What the task requires: Can you format the rows below as a numbered list, leaving out the blank lines and the pictures?

>>>>>

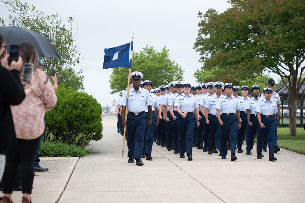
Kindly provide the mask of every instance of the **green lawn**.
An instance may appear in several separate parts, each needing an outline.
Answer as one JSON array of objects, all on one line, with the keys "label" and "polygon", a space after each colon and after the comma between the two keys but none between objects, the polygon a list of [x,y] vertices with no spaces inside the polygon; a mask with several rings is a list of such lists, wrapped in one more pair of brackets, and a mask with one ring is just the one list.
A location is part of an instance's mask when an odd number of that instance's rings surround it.
[{"label": "green lawn", "polygon": [[278,145],[281,148],[305,154],[305,131],[303,128],[296,128],[299,136],[291,137],[289,128],[278,128]]}]

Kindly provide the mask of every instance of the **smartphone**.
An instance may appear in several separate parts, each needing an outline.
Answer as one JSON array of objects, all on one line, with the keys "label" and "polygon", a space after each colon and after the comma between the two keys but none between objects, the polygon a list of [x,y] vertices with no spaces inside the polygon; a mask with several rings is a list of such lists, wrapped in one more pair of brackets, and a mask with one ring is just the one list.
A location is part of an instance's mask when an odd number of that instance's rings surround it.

<<<<<

Output for this exercise:
1. Kindly provide the mask of every instance of the **green lawn**.
2. An instance may appear in several separate parts, each needing an outline.
3. Answer as one JSON array of objects, all on one line, with the keys "label" and "polygon", a space after each colon and after the comma between the two keys but none between objects, the polygon a list of [x,y] vertices with no spaces inside the polygon; a mask with several rings is a list of such lists, wrapped in one more pair of brackets, and a mask with one ring is just the one list.
4. A location is part of an instance's mask when an odd number of that instance's rings surround it.
5. [{"label": "green lawn", "polygon": [[278,145],[281,148],[305,154],[305,131],[303,128],[296,128],[299,136],[291,137],[289,128],[278,128]]}]
6. Kindly provide the mask of every instance of the **smartphone**.
7. An instance may appear in several separate parts, each needing an outline.
8. Answer as one JSON array of objects, all on one line, with the keys "label" and "polygon", a space after each colon and after the comma between the two keys but none between objects, the polygon a list of [x,y] vertices with no spaces inside the polygon; a mask with several rings is a list of such lists, wrapped in one more pair of brackets, and a mask with one ring is just the one list.
9. A location is part of an instance's mask when an odd number of that instance's rings surround it.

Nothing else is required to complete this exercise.